Multimodal Knowledge Retrieval-Augmented Iterative Alignment for Satellite Commonsense Conversation

Multimodal Knowledge Retrieval-Augmented Iterative Alignment for Satellite Commonsense Conversation

Qian Li, Xuchen Li, Zongyu Chang, Yuzheng Zhang, Cheng Ji, Shangguang Wang

Proceedings of the Thirty-Fourth International Joint Conference on Artificial Intelligence
Main Track. Pages 8168-8176. https://doi.org/10.24963/ijcai.2025/908

Satellite technology has significantly influenced our daily lives, manifested in applications such as navigation and communication. With its development, a vast amount of multimodal satellite commonsense data has been generated, thus leading to an urgent demand for conversation about satellite data. However, existing large language models suffer from prevalent hallucinations and poor comprehensibility on multimodal satellite data due to their high professional content threshold and partial information opacity. To address these issues, we propose a multimodal satellite knowledge retrieval-augmented iterative alignment framework (Sat-RIA) for satellite commonsense conversation. We first construct multi-view retrieval expert knowledge to reduce hallucinations and enhance the interpretability of responses, which incorporates the satellite expert database, satellite rule, satellite image database, and a satellite knowledge graph. We next design commonsense conversation instructions to make the answers more legible and understandable. Furthermore, the retrieval-augmented iterative alignment module refines response precision by aligning outputs with task-specific standards through multi-stage evaluations. Finally, we construct satellite multi-turn dialogue and visual question-answer datasets for a more comprehensive evaluation of satellite commonsense conversation. Experimental results demonstrate that Sat-RIA outperforms existing large language models and provides more comprehensible answers with fewer hallucinations.
Keywords:
Natural Language Processing: NLP: Applications
Natural Language Processing: NLP: Other

BRIEF 1:
Show each line of the entries that contains the string "wall". Case counts.
The abstract and the entries come from unrelated sources.

SUPPLIED RECORDS:

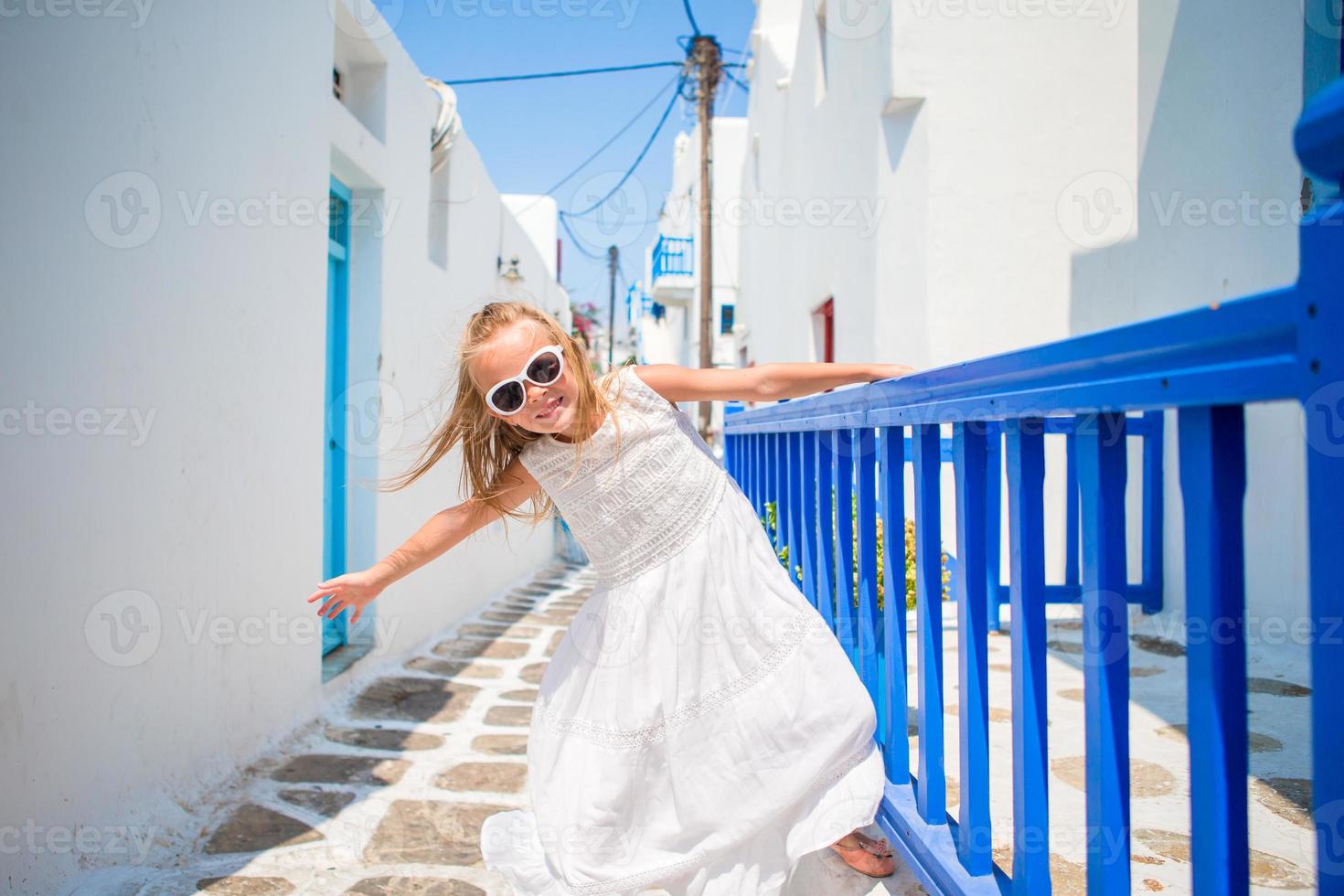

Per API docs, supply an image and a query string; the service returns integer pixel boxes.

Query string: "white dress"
[481,367,884,896]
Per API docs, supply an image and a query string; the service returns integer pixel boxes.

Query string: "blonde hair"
[379,301,621,538]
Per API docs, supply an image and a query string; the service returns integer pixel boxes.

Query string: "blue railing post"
[986,421,1004,632]
[1293,80,1344,893]
[1143,411,1167,613]
[855,426,880,721]
[816,432,836,632]
[1006,418,1050,896]
[784,432,805,584]
[798,432,817,606]
[910,423,947,825]
[766,432,784,552]
[878,426,910,784]
[830,426,859,669]
[1075,414,1129,896]
[774,432,795,570]
[1179,406,1250,896]
[952,423,993,874]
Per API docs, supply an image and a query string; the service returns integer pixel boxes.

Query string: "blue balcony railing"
[724,80,1344,896]
[653,237,695,283]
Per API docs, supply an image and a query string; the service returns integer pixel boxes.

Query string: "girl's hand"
[869,364,915,381]
[308,570,387,624]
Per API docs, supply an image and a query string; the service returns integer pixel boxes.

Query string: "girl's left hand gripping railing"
[724,75,1344,896]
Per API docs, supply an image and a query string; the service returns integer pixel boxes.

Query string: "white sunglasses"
[485,346,564,416]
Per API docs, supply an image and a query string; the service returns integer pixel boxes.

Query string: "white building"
[0,0,569,893]
[719,0,1340,664]
[632,118,750,437]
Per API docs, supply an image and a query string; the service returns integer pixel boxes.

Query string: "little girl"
[309,303,910,896]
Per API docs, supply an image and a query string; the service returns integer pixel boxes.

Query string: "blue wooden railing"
[650,235,695,283]
[724,82,1344,896]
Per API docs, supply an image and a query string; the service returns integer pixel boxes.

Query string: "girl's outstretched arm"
[635,361,914,401]
[308,458,540,624]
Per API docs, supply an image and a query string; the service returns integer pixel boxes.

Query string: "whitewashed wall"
[0,0,564,892]
[740,0,1339,662]
[638,117,752,429]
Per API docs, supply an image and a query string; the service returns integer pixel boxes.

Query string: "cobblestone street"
[60,564,1312,896]
[65,566,922,896]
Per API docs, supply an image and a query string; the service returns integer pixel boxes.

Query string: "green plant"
[761,489,952,612]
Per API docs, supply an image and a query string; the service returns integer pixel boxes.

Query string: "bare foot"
[830,830,896,877]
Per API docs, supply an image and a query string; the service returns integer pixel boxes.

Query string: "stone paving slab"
[60,564,1313,896]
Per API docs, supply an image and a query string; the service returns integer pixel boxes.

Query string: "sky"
[389,0,755,327]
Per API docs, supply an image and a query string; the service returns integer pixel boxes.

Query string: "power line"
[546,78,677,197]
[560,78,686,218]
[560,212,606,262]
[681,0,700,37]
[443,62,684,85]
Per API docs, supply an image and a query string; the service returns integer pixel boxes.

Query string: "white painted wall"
[0,0,566,892]
[740,0,1339,662]
[638,117,752,440]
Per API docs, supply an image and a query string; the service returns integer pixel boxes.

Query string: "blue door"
[323,177,349,656]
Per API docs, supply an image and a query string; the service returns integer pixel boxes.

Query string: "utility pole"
[688,35,723,442]
[606,246,621,369]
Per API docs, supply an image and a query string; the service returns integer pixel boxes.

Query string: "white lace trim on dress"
[560,741,875,896]
[537,607,823,750]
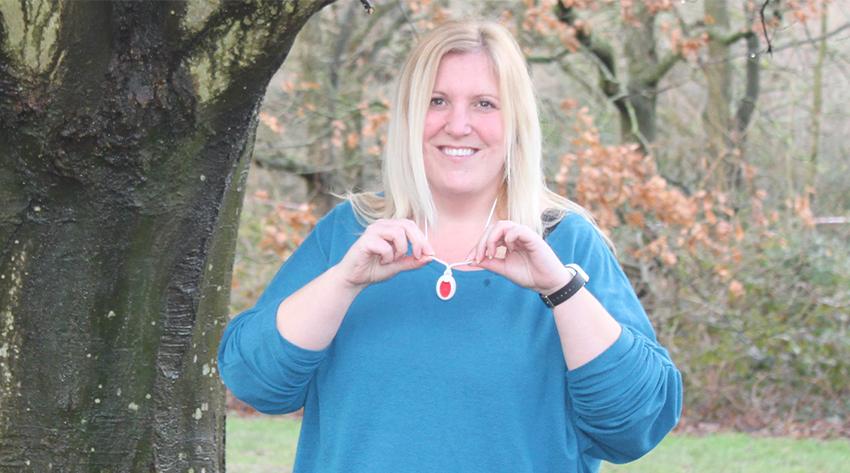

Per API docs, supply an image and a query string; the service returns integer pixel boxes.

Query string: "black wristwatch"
[540,263,590,309]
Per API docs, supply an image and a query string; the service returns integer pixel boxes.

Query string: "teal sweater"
[218,203,682,473]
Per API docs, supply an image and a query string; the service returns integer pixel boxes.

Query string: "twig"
[360,0,375,15]
[759,0,773,55]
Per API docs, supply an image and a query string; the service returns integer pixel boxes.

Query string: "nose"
[446,106,472,136]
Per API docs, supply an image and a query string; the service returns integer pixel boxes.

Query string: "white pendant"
[437,272,457,301]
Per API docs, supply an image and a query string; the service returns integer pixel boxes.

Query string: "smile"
[440,147,476,157]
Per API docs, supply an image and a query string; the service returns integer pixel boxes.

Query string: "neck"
[434,186,504,225]
[425,194,499,264]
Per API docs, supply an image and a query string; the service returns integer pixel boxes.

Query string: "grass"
[227,414,850,473]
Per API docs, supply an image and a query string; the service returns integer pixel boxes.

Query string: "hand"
[466,220,573,294]
[337,219,434,289]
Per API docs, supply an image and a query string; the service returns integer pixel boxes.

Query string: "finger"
[390,219,434,259]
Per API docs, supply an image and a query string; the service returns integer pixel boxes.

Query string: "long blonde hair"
[348,20,593,234]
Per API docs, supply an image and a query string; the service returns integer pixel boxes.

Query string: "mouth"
[440,146,478,158]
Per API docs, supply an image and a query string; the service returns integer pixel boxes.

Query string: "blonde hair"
[348,20,593,238]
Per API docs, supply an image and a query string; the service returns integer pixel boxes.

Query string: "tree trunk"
[702,0,738,187]
[0,0,328,472]
[556,0,682,149]
[805,1,829,203]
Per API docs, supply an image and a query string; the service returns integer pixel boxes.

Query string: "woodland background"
[231,0,850,437]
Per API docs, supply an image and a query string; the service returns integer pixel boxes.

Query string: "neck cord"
[425,197,499,301]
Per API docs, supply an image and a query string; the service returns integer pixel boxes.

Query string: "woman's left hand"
[466,220,573,294]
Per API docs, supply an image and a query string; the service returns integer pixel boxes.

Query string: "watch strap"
[540,264,590,308]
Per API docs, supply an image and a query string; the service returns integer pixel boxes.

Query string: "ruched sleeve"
[550,214,682,463]
[218,203,356,414]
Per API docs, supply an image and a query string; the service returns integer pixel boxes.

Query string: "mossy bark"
[0,0,329,473]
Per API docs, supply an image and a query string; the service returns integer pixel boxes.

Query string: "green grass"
[227,414,850,473]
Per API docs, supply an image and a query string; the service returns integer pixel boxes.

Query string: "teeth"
[442,148,475,156]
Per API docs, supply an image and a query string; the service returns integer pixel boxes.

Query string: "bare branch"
[360,0,375,15]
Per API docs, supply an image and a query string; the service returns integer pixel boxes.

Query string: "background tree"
[240,0,850,432]
[0,0,338,472]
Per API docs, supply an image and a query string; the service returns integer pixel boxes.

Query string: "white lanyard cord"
[425,197,499,274]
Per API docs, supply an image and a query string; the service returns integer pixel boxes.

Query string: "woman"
[219,21,682,472]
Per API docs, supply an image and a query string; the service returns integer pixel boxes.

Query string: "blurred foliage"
[233,0,850,431]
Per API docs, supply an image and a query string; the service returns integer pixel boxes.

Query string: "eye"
[478,100,496,109]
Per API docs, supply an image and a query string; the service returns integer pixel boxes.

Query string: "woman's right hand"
[337,219,434,289]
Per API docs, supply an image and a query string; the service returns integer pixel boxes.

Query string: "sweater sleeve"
[218,205,344,414]
[548,215,682,463]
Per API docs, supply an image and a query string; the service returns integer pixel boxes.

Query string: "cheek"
[480,115,505,146]
[423,111,443,139]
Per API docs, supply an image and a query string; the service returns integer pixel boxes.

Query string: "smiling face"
[422,53,505,203]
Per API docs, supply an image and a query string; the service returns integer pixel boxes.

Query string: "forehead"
[434,51,499,92]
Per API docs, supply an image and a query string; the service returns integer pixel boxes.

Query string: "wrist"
[540,264,590,308]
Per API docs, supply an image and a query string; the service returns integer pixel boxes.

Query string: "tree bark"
[0,0,329,472]
[805,1,829,203]
[702,0,737,187]
[556,1,682,149]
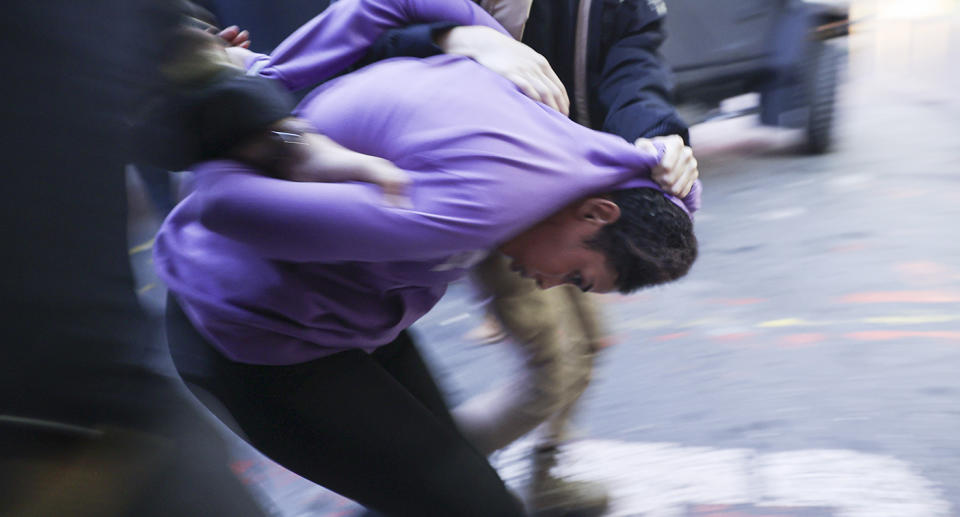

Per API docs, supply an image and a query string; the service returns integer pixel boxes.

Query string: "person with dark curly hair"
[154,0,699,516]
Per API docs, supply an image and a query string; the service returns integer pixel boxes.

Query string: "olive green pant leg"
[453,254,599,453]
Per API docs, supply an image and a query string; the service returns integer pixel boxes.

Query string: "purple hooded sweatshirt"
[154,0,695,365]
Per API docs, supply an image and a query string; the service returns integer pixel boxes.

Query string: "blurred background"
[128,0,960,517]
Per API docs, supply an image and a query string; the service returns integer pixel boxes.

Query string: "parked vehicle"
[662,0,850,153]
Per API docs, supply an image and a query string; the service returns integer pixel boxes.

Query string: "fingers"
[217,25,250,48]
[507,76,543,106]
[635,135,700,198]
[537,54,570,115]
[527,70,569,115]
[231,30,250,48]
[367,158,413,209]
[217,25,240,43]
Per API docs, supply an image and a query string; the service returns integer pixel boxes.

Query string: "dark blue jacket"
[368,0,689,142]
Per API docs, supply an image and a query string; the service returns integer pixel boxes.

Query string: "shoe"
[529,447,609,517]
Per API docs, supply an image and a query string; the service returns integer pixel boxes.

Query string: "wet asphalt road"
[133,7,960,517]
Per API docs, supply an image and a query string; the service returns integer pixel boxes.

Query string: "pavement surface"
[131,1,960,517]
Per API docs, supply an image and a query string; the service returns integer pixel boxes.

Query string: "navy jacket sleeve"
[359,22,459,66]
[595,0,690,144]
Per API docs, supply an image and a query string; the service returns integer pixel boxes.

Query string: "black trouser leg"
[168,296,522,517]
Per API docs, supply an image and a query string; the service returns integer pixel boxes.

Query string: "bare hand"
[437,25,570,115]
[634,135,700,198]
[217,25,250,48]
[285,133,411,208]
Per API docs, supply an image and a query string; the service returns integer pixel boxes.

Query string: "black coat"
[367,0,689,142]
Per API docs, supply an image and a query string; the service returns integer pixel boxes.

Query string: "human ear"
[577,197,620,226]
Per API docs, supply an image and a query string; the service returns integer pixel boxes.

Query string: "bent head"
[501,188,697,293]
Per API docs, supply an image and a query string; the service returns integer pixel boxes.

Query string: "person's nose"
[537,276,564,289]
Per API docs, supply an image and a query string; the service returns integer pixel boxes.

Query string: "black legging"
[167,297,523,517]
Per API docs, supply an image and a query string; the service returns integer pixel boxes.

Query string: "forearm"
[597,22,689,143]
[247,0,503,90]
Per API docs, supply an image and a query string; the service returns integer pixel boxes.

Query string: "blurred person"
[154,0,698,516]
[360,0,698,515]
[0,0,402,516]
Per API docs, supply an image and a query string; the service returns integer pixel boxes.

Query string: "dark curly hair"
[585,188,697,294]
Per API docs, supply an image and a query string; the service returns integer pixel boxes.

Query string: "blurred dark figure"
[0,0,282,516]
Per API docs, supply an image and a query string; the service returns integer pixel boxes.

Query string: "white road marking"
[494,440,951,517]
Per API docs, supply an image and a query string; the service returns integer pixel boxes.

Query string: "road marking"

BRIEF 2:
In the abstract, which four components make up the multi-view retrieval expert knowledge?

TASK RESULT 1:
Query string: "whitewashed wall"
Query string: "white painted wall"

TASK RESULT 2:
The satellite expert database, satellite rule, satellite image database, and a satellite knowledge graph.